Directions for this task:
Reproduce, without alteration, every line of the data; exclude the images.

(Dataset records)
☆ ☆ ☆ ☆ ☆ ☆ ☆

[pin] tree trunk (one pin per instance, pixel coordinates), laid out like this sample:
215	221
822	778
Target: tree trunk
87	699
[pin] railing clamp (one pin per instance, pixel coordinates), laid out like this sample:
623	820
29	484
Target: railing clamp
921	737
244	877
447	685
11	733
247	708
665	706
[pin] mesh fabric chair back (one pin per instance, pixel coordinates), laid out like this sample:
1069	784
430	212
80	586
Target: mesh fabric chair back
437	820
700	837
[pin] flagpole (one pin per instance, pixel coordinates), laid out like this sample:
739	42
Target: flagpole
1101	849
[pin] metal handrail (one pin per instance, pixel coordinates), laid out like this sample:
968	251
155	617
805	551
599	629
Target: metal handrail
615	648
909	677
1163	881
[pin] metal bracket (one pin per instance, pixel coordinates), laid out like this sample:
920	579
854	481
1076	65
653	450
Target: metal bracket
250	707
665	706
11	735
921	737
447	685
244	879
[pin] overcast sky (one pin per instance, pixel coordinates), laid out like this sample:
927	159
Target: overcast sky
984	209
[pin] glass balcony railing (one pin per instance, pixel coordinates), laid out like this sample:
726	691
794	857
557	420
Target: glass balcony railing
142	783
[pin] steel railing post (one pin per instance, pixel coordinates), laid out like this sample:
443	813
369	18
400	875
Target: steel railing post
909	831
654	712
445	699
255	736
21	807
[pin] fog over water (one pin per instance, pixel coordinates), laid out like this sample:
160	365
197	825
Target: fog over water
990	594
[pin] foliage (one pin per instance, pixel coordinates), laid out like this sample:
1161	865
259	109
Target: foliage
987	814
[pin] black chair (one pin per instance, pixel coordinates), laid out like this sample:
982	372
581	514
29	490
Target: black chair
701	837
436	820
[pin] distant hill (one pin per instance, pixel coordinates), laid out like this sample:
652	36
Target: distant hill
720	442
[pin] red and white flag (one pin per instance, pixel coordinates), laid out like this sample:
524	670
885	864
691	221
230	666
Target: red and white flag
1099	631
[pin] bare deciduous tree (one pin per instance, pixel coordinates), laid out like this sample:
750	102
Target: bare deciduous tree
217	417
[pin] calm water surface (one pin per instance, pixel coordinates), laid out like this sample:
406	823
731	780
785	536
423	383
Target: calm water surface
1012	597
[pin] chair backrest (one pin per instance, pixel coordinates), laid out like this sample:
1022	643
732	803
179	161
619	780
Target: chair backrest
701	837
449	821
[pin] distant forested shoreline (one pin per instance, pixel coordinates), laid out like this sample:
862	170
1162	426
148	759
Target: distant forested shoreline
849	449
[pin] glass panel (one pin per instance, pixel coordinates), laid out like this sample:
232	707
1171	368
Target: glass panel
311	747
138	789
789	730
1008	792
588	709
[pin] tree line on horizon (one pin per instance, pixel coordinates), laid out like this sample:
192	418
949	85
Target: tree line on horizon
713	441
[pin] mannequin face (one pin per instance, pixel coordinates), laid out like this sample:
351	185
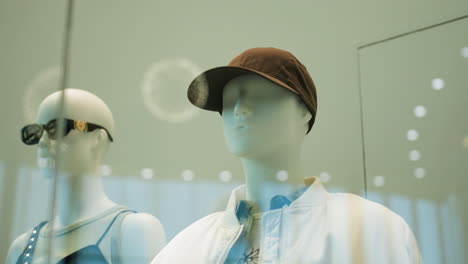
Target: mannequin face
261	117
75	150
79	152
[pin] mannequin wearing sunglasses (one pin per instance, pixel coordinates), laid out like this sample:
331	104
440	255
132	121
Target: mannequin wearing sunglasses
88	226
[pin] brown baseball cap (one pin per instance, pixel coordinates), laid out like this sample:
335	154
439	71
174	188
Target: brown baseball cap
276	65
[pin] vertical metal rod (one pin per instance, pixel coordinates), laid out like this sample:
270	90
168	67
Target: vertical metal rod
65	65
361	101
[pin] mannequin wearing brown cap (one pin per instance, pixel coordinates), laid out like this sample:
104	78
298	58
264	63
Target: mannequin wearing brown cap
268	104
85	215
264	124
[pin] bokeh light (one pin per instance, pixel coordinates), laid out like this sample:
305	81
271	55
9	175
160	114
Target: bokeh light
282	175
438	84
420	111
414	155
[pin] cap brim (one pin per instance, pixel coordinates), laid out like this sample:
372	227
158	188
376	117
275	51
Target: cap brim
206	90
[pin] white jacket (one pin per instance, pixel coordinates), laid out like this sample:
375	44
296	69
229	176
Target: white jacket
318	227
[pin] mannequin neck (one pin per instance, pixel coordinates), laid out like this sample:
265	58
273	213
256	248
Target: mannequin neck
79	196
260	170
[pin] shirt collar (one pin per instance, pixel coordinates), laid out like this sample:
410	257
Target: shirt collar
314	195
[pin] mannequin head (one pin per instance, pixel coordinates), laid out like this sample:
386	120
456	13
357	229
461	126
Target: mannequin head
80	152
261	117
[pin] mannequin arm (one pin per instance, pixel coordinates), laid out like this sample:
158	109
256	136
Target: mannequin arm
142	238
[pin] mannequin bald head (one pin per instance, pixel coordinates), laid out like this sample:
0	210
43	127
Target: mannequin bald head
80	152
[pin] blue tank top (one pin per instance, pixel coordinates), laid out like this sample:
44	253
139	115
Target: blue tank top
87	255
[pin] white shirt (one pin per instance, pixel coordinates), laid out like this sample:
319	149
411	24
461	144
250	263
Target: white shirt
318	227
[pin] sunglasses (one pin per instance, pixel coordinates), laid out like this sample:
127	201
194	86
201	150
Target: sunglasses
31	134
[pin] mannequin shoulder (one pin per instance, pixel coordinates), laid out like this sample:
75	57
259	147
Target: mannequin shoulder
142	234
141	223
17	247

☆ ☆ ☆ ☆ ☆ ☆ ☆

Written response:
[pin] tree trunk (one pin per instance, pixel coordinates), laid out like this sample:
215	221
822	778
Target: tree trunk
87	699
[pin] railing clamp (one pin per instance, pixel coordinates), laid out like this sample:
623	820
29	484
Target: railing clamp
921	737
244	877
447	685
11	733
247	708
665	706
[pin] mesh fabric chair back (one pin per instance, pixel coordinates), laid out like this sample:
1069	784
430	212
80	586
Target: mesh fabric chair back
437	820
700	837
[pin] flagpole (one pin per instance, pixel coordinates), laid out like this sample:
739	42
Target: flagpole
1101	849
[pin] metal handrail (one pin per instance, pixel coordinates), laid out like this sample:
968	251
155	617
805	551
599	629
Target: metal handrail
615	648
909	677
1163	881
[pin] metal bracket (one pin per instance, pixel coordinates), laid out like this sample:
920	579
854	481
1076	65
653	450
Target: metal bracket
250	707
665	706
11	735
921	737
447	685
244	879
[pin] overcast sky (one pin per instance, pixel coordinates), laid out like this sample:
927	159
Target: overcast sky
984	209
[pin] glass balcony railing (one pin per instance, pixel coordinates), laid out like this sample:
726	691
794	857
557	420
Target: glass balcony railing
142	783
[pin] steel railing post (one pin per instance, pixel coordinates), laid out like this sample:
443	813
369	18
400	875
Target: steel railing post
909	831
654	712
445	699
255	736
21	807
[pin] fog over water (one pin per instance, pixel coordinates), laid out like this sample:
160	365
197	825
Target: fog over water
990	594
[pin] foliage (one pin per instance, pixel coordinates), laid out like this sample:
1161	865
259	109
Target: foliage
987	814
[pin] black chair (one pin per instance, pixel coordinates), laid out like this sample:
982	372
581	514
29	490
Target: black chair
701	837
436	820
[pin] distant hill (one pin per instance, pixel coordinates), laid out like this sample:
652	36
Target: distant hill
720	442
[pin] red and white flag (one pin per instance, pixel coordinates), laid out like this sample:
524	670
885	864
691	221
230	666
Target: red and white flag
1099	631
[pin] bare deciduous tree (one pin per instance, pixel coordinates), laid out like this sample:
750	102
Target: bare deciduous tree
217	417
[pin] calm water surface (one pin per instance, pixel coordinates), laid out like this sample:
406	823
731	780
785	536
423	383
Target: calm water surface
1012	597
[pin] chair backrest (one pin per instance, pixel coordinates), laid out like this sample:
1022	643
732	803
179	161
619	780
Target: chair backrest
701	837
449	821
[pin] distant forested shoreline (one pin per instance, pixel coordinates), laid out like this sample:
862	170
1162	426
148	759
Target: distant forested shoreline
849	449
[pin] glass panel (one pin per instance, pixel coordinates), laid out like this sample:
232	707
1171	368
Target: glass panel
311	747
138	789
789	730
1008	792
588	709
[pin] tree line on horizon (one pin per instance, pixel coordinates), laid out like this sample:
192	418
949	85
Target: tree line on horizon
713	441
[pin] mannequin face (one pin per instance, pixel coordinates), laid out like this sample:
351	185
Target: mannequin face
261	117
75	150
79	152
[pin] mannequin wearing sunglasses (one pin per instance, pixel coordinates), laid out like this sample:
331	104
440	255
132	121
Target: mannequin wearing sunglasses
88	226
[pin] brown baseball cap (one pin per instance, pixel coordinates), laid out like this sample:
335	154
439	71
174	188
Target: brown baseball cap
276	65
[pin] vertical metal rod (one pin per instance, pixel coordinates), laid out like this sample:
270	90
168	67
Target: vertical metal rod
65	65
361	101
[pin] mannequin wearing brown cap (one pin per instance, pixel coordinates), laid out like this sample:
104	78
298	58
264	63
Target: mannequin wearing brown cap
268	104
85	215
264	124
[pin] bokeh light (one pin per instance, pixel coordinates), laid out like this sample:
305	81
271	55
9	175
160	114
Target: bokeh light
282	175
438	84
420	111
414	155
[pin] cap brim (one pin per instance, pixel coordinates), laid out like this sample:
372	227
158	188
376	117
275	51
Target: cap brim
206	90
[pin] white jacket (one pin per instance, pixel coordinates), laid out like this sample:
375	44
296	69
229	176
Target: white jacket
318	227
[pin] mannequin neck (one pin per instance, pixel coordinates), laid out like this sample:
265	58
273	213
256	248
Target: mannequin neck
79	196
260	170
[pin] shirt collar (one pin per instance, pixel coordinates), laid out like this sample:
410	257
Target: shirt collar
314	195
[pin] mannequin head (one pin per instance, pixel coordinates), laid out like this sample:
386	120
456	13
357	229
461	126
Target: mannequin head
80	152
261	117
[pin] mannequin arm (one pin per instance, pixel coordinates), laid out like this sample:
158	109
256	136
Target: mannequin arm
142	238
[pin] mannequin bald head (one pin per instance, pixel coordinates), laid out like this sample:
0	210
43	127
Target: mannequin bald head
80	152
[pin] blue tank top (one pin per instance, pixel coordinates), laid out like this sample:
44	253
139	115
Target: blue tank top
87	255
[pin] white shirt (one pin per instance, pixel coordinates), laid out like this sample:
319	149
411	24
461	144
250	263
Target: white shirt
318	227
[pin] sunglasses (one pin per instance, pixel coordinates), laid out like this sample:
127	201
194	86
201	150
Target: sunglasses
31	134
[pin] mannequin shoulder (one pin per instance, pixel coordinates), laid out like this sample:
75	57
259	147
Target: mannequin shoulder
142	234
141	223
17	247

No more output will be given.